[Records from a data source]
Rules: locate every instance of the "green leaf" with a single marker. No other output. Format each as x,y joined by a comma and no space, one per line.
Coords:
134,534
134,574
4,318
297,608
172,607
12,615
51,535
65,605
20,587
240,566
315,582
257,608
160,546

• [TASK]: Word for word, give the records again.

• [RESPONSE AREA]:
Rules: locate every instance of the "green leaf" with a single marker. No other output. Format each as x,y joined by a comma and no space, one per line.
Coords:
134,534
134,574
4,318
297,608
172,607
12,615
51,535
65,605
20,587
240,566
315,582
257,608
160,546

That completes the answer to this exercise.